> _INSTRUCTIONS_
**a)** Please list every kind of figure from Perugino's paintings that the Perugino passage names.
**b)** According to the Perugino passage, why could Perugino realize the quietude of holiness more completely than the earlier Umbrian masters? Answer in one to three sentences.
**c)** Write the next part of the Perugino passage, picking up after its last sentence.

> _TEXT EXCERPT_
* * * * * * *

To turn from Signorelli to Perugino is to plunge at once into a very different atmosphere[[217]]. It is like quitting the rugged gorges of high mountains for a valley of the Southern Alps—still, pensive, beautiful, and coloured with reflections from an evening sky. Perugino knew exactly how to represent a certain mood of religious sentiment, blending meek acquiescence with a prayerful yearning of the impassioned soul. His Madonnas worshipping the infant Jesus in a tranquil Umbrian landscape, his angels ministrant, his pathetic martyrs with upturned holy faces, his sexless S. Sebastians and immaculate S. Michaels, display the perfection of art able by colour and by form to achieve within a narrow range what it desires. What this artist seems to have aimed at, was to create for the soul amid the pomps and passions of this world a resting-place of contemplation tenanted by saintly and seraphic beings. No pain comes near the folk of his celestial city; no longing poisons their repose; they are not weary, and the wicked trouble them no more. Their cheerfulness is no less perfect than their serenity; like the shades of Hellas, they have drunk Lethean waters from the river of content, and all remembrance of things sad or harsh has vanished from their minds. The quietude of holiness expressed in this ideal region was a legacy to Perugino from earlier Umbrian masters; but his technical supremacy in fresco-painting and in oils, his correct drawing within certain limits, and his refined sense of colour enabled him to realise it more completely than his less accomplished predecessors. In his best work the Renaissance set the seal of absolute perfection upon pietistic art.

* * * * * * *

> _STORED DATA_

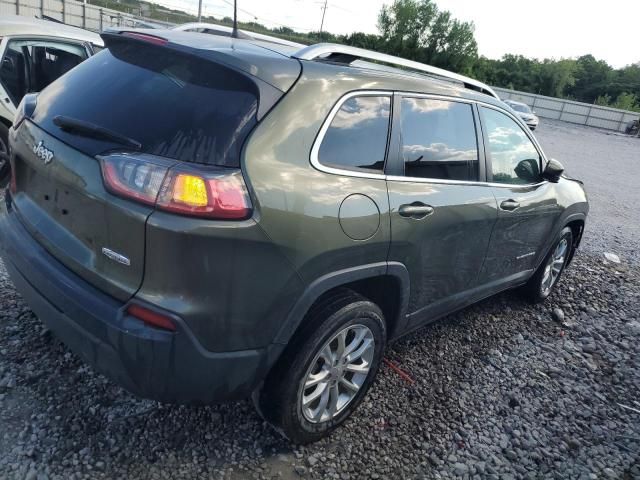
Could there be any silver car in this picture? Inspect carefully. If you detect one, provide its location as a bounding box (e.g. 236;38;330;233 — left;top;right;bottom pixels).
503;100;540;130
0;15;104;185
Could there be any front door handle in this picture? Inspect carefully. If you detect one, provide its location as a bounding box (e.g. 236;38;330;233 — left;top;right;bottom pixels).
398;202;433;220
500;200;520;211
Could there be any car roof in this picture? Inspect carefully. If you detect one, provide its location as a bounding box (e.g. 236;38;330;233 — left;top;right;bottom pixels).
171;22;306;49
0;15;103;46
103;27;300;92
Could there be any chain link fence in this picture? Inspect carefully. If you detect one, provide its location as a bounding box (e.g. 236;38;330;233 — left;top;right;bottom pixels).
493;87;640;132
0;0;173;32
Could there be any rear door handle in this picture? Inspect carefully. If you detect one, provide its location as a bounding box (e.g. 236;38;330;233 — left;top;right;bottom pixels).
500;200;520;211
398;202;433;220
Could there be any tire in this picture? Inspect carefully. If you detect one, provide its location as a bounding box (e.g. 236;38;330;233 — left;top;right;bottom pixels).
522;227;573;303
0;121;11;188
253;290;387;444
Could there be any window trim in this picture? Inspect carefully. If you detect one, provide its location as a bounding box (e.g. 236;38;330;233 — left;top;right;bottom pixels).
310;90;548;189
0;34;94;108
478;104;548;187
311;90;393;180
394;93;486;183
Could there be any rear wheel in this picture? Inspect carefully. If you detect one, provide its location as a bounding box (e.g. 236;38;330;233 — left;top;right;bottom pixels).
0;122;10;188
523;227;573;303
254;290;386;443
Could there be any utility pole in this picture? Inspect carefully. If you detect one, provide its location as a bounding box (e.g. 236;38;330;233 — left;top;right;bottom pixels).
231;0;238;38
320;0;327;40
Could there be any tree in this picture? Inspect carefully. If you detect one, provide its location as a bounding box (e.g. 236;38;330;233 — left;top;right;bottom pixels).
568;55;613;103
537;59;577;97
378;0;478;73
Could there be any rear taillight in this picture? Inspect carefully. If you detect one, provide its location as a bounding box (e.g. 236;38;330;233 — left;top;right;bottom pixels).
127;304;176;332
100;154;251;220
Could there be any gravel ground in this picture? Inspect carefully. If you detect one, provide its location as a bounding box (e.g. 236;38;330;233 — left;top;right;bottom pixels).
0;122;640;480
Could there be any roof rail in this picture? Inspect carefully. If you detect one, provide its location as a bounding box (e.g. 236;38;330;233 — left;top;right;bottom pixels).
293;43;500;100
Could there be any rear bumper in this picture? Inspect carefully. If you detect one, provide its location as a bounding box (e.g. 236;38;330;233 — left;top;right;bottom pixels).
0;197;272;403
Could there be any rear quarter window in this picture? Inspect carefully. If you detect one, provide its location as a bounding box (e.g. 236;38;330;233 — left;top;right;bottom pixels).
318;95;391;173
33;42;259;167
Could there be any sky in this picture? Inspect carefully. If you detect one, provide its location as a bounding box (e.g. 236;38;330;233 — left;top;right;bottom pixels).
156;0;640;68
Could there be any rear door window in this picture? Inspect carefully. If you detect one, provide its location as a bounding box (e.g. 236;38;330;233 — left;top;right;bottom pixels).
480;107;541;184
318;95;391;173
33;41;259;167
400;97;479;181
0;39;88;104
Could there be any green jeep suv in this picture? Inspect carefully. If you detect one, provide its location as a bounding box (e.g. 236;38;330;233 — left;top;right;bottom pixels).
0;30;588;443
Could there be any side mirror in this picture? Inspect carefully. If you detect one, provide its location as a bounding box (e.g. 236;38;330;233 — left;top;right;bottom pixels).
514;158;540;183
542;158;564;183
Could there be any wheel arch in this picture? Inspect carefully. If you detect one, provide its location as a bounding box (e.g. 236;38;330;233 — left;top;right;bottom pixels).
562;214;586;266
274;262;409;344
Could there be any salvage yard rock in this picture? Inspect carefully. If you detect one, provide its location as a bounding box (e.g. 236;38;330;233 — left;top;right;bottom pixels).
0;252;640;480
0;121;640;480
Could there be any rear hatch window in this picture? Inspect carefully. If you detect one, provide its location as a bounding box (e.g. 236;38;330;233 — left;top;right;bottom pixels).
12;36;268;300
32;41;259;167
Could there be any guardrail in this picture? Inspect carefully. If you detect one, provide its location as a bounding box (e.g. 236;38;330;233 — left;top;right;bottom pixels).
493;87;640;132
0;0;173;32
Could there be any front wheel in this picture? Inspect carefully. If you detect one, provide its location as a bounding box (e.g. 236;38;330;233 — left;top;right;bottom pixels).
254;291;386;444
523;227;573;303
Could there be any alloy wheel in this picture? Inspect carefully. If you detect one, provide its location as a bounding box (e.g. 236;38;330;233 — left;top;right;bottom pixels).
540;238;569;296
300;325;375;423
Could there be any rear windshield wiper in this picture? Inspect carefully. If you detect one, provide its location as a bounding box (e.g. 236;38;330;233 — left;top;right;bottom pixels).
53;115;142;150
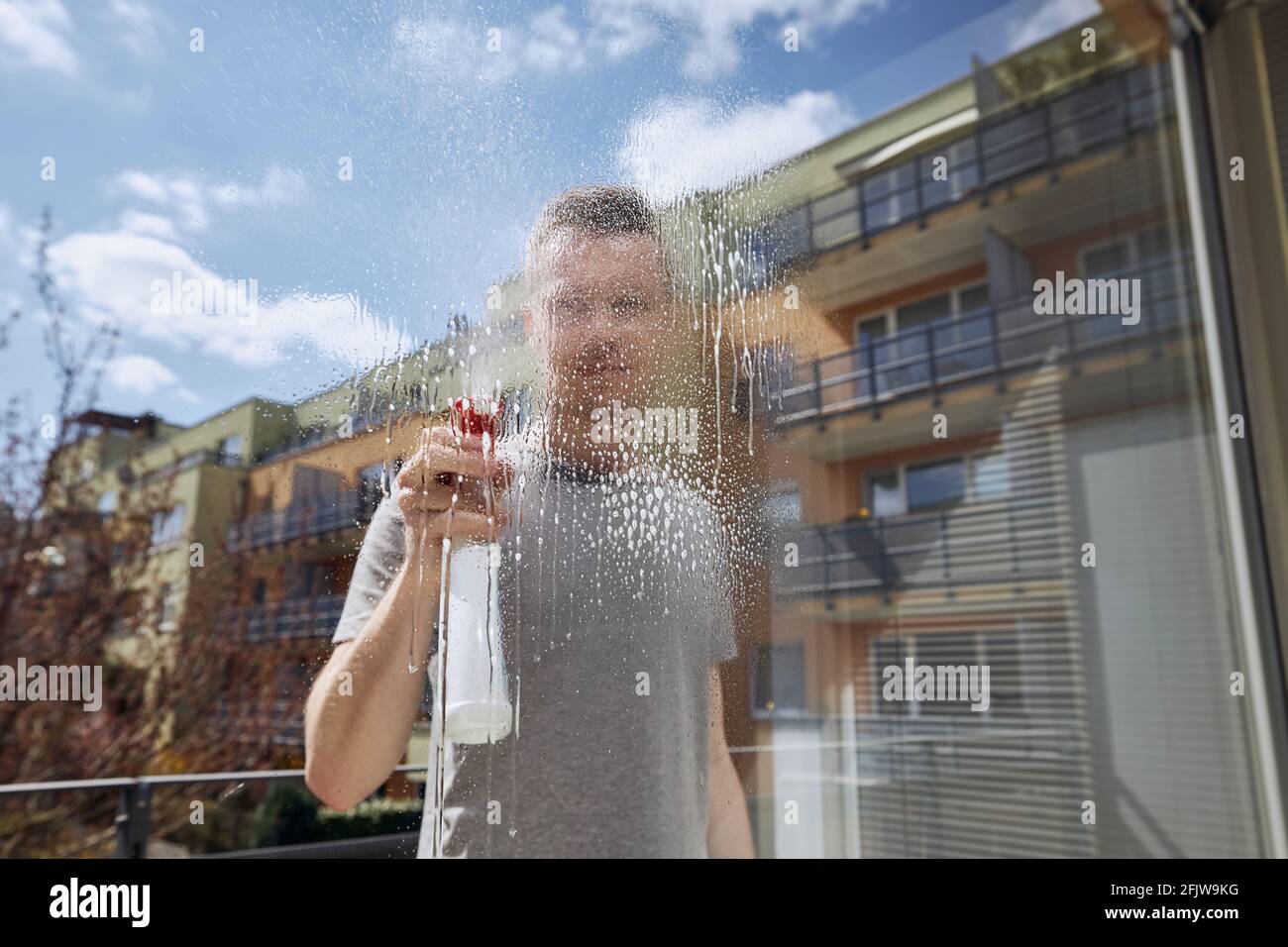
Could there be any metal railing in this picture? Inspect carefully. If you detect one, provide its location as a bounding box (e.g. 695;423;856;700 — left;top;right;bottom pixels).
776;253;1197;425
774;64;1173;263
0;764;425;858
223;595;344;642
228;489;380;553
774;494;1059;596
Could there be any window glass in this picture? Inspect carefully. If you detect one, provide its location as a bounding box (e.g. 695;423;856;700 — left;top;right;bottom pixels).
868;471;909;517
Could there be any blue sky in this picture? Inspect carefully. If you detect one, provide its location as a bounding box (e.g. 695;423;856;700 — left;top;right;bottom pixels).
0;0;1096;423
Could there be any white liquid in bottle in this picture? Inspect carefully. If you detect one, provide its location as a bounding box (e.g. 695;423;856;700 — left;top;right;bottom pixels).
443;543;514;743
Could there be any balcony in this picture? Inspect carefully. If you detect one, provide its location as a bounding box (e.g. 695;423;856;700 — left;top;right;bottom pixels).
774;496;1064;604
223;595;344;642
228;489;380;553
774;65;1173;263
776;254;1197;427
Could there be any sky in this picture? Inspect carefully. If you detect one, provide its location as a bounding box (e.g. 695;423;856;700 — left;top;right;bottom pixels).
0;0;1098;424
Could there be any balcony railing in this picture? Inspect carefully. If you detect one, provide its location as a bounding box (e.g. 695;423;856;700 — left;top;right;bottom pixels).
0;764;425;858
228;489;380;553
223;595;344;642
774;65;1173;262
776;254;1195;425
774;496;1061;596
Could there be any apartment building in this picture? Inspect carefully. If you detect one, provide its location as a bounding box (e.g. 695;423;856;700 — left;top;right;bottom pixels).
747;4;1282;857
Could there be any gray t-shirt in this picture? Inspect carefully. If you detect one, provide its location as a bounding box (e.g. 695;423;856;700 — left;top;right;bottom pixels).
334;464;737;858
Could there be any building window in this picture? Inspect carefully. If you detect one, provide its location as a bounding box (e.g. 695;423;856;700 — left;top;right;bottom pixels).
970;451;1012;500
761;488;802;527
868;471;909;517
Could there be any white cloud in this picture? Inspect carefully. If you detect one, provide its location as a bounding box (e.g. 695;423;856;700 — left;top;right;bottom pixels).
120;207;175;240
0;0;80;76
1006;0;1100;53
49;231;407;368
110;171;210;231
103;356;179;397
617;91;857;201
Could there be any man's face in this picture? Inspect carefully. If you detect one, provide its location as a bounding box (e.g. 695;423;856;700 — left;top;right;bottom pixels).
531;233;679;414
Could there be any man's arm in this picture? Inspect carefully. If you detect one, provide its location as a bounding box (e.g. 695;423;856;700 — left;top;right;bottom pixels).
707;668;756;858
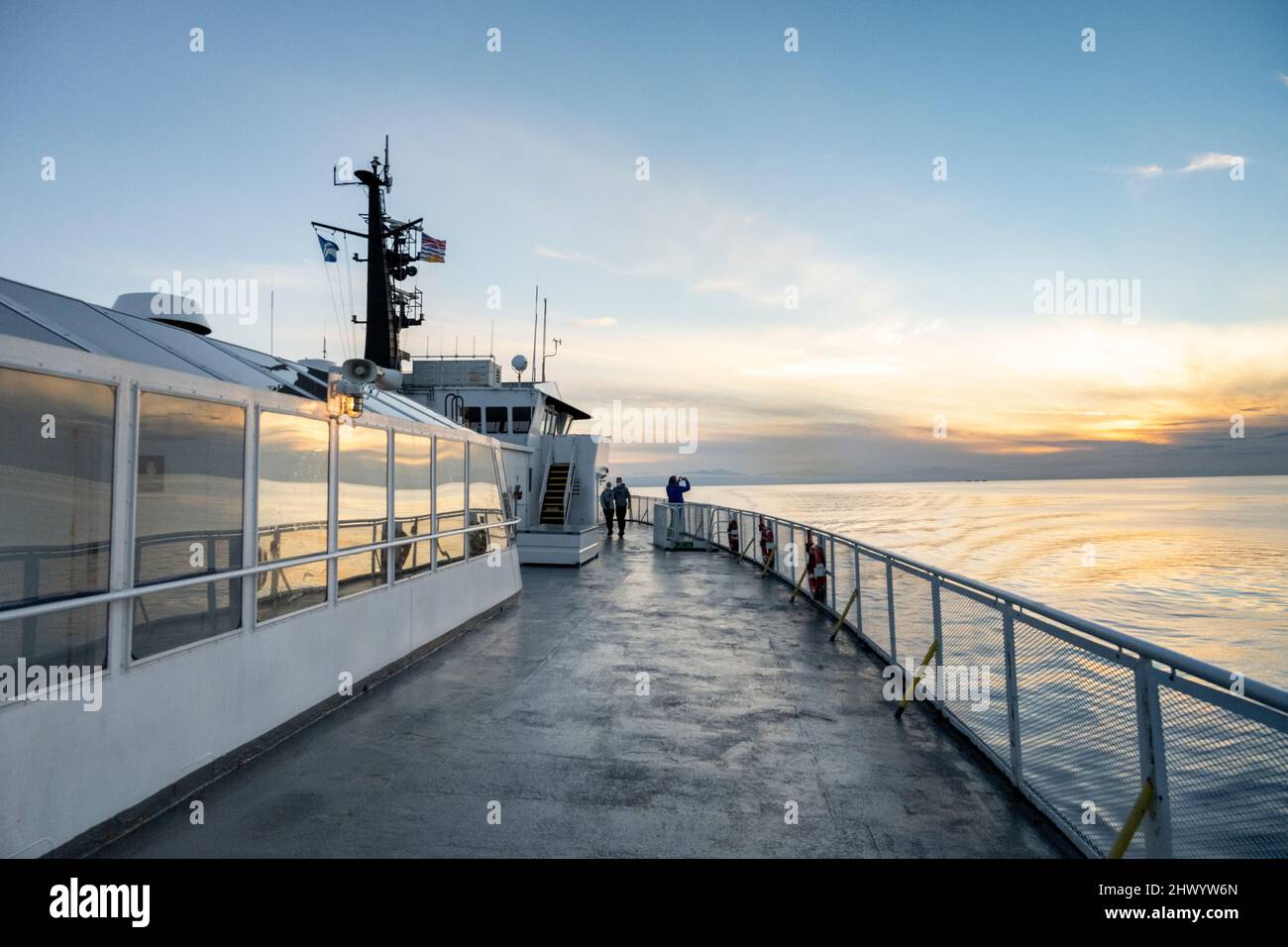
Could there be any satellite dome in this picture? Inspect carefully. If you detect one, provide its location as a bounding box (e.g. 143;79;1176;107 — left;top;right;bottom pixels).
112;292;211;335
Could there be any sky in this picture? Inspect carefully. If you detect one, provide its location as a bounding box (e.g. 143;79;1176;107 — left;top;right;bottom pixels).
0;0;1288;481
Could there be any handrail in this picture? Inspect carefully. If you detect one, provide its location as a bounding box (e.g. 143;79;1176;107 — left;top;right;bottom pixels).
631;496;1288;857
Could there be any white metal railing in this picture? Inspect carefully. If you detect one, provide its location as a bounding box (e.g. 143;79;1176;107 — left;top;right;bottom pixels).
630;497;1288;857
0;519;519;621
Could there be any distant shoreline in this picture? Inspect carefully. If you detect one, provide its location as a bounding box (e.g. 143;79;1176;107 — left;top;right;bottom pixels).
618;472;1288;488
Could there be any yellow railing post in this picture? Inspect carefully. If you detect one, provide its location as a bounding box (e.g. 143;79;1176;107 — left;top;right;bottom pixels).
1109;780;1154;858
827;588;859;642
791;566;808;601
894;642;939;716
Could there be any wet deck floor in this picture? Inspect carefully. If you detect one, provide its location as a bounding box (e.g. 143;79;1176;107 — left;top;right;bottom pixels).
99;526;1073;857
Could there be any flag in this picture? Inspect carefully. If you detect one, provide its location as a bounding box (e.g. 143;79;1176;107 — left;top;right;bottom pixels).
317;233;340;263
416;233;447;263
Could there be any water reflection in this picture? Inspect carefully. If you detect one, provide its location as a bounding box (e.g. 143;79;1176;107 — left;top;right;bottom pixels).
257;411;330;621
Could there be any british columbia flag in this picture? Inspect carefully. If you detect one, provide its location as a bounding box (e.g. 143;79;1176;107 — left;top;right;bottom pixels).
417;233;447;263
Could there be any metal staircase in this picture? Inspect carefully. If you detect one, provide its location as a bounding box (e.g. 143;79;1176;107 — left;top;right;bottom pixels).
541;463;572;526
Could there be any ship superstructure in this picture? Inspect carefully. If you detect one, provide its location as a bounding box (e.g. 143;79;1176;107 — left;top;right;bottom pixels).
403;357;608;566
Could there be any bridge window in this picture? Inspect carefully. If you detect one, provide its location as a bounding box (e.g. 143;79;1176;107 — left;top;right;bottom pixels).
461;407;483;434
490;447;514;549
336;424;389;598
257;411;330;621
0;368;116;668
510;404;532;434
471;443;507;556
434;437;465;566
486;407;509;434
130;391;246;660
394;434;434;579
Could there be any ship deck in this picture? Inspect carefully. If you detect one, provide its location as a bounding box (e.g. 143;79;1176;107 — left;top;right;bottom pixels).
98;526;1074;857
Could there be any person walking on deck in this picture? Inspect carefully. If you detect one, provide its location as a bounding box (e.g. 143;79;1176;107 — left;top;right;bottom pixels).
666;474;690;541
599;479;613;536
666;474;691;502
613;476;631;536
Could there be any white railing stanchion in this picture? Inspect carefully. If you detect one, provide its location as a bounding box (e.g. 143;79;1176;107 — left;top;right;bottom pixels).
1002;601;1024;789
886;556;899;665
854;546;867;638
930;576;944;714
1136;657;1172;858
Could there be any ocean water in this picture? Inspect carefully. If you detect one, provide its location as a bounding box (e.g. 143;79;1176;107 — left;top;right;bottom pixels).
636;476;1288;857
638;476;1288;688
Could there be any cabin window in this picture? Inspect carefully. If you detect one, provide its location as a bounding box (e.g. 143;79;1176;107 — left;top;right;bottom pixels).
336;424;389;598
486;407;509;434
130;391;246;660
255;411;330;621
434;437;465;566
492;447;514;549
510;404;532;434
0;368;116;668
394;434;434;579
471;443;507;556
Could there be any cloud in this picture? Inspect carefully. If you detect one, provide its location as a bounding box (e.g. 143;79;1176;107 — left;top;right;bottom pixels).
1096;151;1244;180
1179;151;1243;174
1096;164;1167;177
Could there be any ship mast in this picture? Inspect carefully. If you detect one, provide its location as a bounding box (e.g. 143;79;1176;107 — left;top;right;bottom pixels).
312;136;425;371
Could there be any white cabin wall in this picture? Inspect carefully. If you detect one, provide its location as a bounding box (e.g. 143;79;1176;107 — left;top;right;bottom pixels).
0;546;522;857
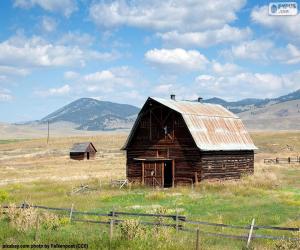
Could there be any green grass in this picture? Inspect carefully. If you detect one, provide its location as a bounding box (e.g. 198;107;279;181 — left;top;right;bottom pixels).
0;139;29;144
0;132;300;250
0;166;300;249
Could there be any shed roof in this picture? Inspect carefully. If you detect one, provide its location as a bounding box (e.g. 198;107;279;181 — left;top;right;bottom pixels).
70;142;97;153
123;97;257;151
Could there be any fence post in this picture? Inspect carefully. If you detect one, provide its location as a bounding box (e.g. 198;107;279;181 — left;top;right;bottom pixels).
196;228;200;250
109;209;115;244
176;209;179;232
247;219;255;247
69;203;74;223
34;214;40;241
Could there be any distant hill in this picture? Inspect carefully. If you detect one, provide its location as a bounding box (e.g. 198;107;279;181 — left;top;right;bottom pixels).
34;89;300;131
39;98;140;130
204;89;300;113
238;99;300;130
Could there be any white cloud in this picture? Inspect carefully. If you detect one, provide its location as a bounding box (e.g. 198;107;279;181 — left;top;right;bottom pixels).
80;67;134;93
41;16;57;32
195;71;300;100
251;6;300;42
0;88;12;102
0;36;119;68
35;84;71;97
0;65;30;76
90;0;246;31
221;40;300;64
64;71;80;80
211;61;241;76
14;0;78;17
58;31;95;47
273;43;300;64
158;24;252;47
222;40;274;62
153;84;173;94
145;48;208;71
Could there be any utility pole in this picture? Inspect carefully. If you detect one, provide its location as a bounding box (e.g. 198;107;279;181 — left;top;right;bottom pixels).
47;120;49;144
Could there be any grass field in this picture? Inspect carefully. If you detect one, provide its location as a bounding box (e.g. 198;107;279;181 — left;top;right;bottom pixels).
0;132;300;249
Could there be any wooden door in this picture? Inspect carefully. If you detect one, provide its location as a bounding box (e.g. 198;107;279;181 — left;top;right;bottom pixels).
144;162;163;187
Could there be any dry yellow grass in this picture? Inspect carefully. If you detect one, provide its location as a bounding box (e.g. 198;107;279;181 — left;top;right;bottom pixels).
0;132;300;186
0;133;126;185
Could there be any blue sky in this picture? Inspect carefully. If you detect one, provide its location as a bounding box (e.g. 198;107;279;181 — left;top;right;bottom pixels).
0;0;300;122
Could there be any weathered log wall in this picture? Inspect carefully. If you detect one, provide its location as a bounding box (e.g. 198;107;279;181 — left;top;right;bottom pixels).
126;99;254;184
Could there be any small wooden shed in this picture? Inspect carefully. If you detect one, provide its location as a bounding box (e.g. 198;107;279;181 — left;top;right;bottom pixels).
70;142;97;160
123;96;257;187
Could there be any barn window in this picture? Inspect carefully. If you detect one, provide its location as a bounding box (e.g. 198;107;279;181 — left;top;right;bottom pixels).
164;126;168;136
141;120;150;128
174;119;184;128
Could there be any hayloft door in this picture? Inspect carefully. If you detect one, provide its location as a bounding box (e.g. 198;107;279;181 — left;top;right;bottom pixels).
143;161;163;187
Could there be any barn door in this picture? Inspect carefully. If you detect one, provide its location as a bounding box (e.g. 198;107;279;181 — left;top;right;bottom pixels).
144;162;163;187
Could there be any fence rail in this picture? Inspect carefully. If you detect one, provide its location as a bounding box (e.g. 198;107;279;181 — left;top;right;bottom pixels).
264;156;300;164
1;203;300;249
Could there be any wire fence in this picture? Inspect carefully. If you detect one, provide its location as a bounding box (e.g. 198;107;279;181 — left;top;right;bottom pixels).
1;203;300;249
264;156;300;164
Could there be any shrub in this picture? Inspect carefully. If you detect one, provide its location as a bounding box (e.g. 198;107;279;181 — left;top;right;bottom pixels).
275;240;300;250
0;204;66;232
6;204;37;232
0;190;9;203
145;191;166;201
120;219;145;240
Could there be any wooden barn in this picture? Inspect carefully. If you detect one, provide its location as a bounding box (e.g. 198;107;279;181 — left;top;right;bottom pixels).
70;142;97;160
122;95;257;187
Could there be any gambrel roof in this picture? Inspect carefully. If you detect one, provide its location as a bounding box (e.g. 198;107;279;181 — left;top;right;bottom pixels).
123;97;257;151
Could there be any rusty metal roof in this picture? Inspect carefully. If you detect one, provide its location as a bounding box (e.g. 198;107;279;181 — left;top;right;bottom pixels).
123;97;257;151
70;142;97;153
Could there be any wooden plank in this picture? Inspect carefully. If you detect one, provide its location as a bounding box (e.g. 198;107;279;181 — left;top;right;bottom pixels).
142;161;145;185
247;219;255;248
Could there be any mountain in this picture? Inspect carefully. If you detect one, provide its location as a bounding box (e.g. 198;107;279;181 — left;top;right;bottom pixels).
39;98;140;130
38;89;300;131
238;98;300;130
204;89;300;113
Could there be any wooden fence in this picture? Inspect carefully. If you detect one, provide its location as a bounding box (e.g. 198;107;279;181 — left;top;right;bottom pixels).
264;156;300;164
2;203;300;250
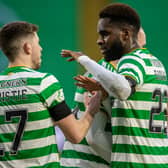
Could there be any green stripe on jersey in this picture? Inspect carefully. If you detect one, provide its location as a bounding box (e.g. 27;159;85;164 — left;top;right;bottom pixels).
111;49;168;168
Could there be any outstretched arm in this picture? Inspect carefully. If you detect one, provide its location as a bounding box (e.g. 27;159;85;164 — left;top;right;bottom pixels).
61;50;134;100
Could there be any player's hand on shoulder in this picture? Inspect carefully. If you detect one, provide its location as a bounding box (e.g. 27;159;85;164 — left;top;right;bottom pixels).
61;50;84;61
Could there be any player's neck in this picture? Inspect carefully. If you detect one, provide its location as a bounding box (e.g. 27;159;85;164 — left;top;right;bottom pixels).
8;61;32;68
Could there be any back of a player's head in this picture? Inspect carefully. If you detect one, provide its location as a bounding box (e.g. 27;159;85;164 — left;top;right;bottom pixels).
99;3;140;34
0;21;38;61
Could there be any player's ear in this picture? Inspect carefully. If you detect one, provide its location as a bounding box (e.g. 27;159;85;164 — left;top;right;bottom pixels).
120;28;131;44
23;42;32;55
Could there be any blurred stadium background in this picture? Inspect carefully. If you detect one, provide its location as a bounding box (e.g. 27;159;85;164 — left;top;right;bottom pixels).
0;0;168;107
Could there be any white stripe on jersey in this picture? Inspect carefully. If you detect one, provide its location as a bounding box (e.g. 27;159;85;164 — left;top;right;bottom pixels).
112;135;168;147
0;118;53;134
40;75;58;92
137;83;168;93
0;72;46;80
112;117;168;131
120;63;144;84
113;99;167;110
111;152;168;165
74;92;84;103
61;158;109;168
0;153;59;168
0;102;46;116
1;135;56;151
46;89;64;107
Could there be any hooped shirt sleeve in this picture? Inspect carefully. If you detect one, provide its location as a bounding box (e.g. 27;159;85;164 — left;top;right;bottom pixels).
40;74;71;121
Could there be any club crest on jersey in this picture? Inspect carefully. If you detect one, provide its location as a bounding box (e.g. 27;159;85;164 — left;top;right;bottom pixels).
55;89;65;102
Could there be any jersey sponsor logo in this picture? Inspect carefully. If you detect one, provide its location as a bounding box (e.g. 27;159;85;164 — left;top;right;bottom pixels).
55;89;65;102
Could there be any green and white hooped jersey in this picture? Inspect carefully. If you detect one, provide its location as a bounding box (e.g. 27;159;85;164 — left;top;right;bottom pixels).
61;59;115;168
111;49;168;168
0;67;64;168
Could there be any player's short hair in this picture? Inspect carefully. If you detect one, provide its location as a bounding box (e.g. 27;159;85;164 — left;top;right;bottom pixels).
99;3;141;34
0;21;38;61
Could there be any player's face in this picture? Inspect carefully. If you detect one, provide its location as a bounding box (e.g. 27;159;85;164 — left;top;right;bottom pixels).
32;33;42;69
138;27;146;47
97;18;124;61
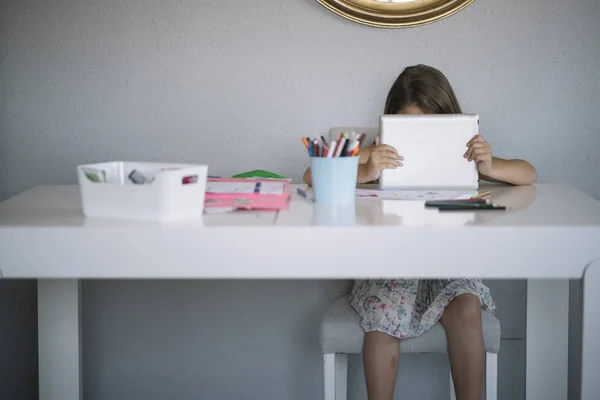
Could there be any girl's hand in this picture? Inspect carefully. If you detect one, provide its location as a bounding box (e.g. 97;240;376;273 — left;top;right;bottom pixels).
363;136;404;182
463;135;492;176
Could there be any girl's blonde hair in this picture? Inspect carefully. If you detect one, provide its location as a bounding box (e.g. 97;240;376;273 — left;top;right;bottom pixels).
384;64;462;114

* * * * * * *

> _ANSWERS BY TASK_
**a)** Madonnas worshipping the infant Jesus, ministrant angels, pathetic martyrs with upturned holy faces, sexless S. Sebastians, and immaculate S. Michaels.

**b)** Perugino inherited that quietude from earlier Umbrian masters. He realized it more completely because of his technical supremacy in fresco-painting and in oils, his correct drawing within certain limits, and his refined sense of colour.

**c)**
We English are fortunate in possessing one of Perugino's sincerest devotional oil pictures[[218]]. His frescoes of "S. Sebastian" at Panicale, and of the "Crucifixion" at Florence, are tolerably well known through reproductions[[219]]; while the "Vision of S. Bernard" at Munich and the "Pietà" in the Pitti Gallery are familiar to all travelled students of Italian painting. These masterpieces belong to Perugino's best period, when his inspiration was fresh, and his enthusiasm for artistic excellence was still unimpaired; and when, as M. Rio thinks, the failure of his faith had not yet happened. It is only at Perugia, however, in the Sala del Cambio, that we are able to gauge the extent of his power and to estimate the value of his achievement beyond the pale of strictly religious themes.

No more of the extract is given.